[Coordinate annotation items]
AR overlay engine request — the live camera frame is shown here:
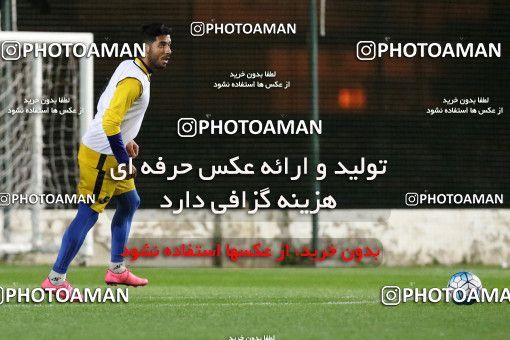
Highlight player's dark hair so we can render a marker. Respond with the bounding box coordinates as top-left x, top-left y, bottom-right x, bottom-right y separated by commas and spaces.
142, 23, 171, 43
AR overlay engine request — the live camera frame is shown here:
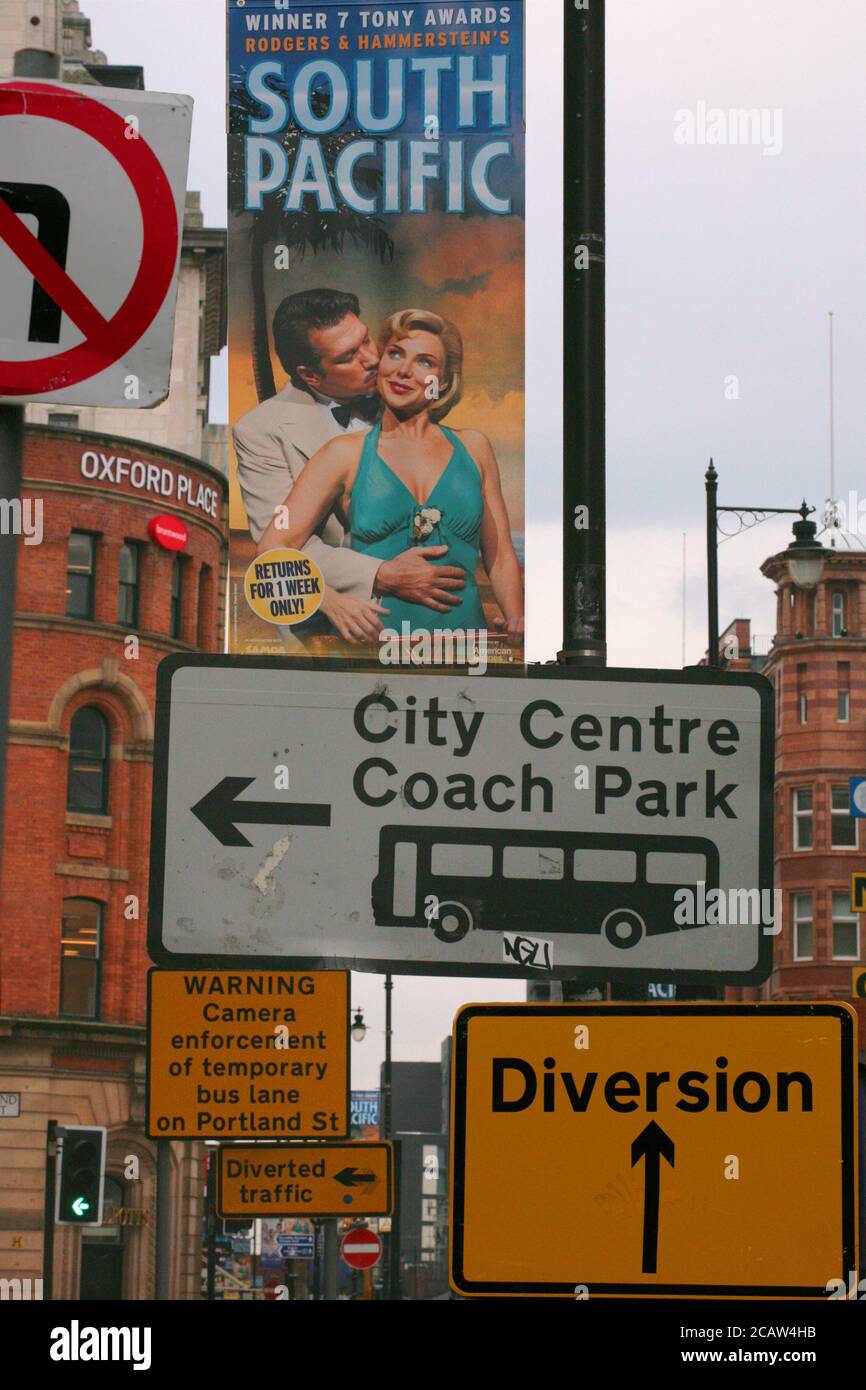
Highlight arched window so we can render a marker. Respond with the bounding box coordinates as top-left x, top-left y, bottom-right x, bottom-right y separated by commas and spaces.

• Task instructions: Rewrite all of the items above in full, requests included, and offset every bounding box coordinate in the answers by -144. Omit the pictures.

• Exercise response:
AR overlay engine request — the live camera frame is shown here:
Highlight player's dark hair so we can render a marker. Respond with the bounding box coordinates as top-left x, top-left y, bottom-right x, bottom-right y separated by commas and spaces.
-2, -121, 27, -101
AR overlay engine request — the live camera frame is shown here:
Highlight arched window so we can render a marker. Respond with the bounding box coordinates as top-left x, top-left y, bottom-right x, bottom-right y separated by commas and spaces.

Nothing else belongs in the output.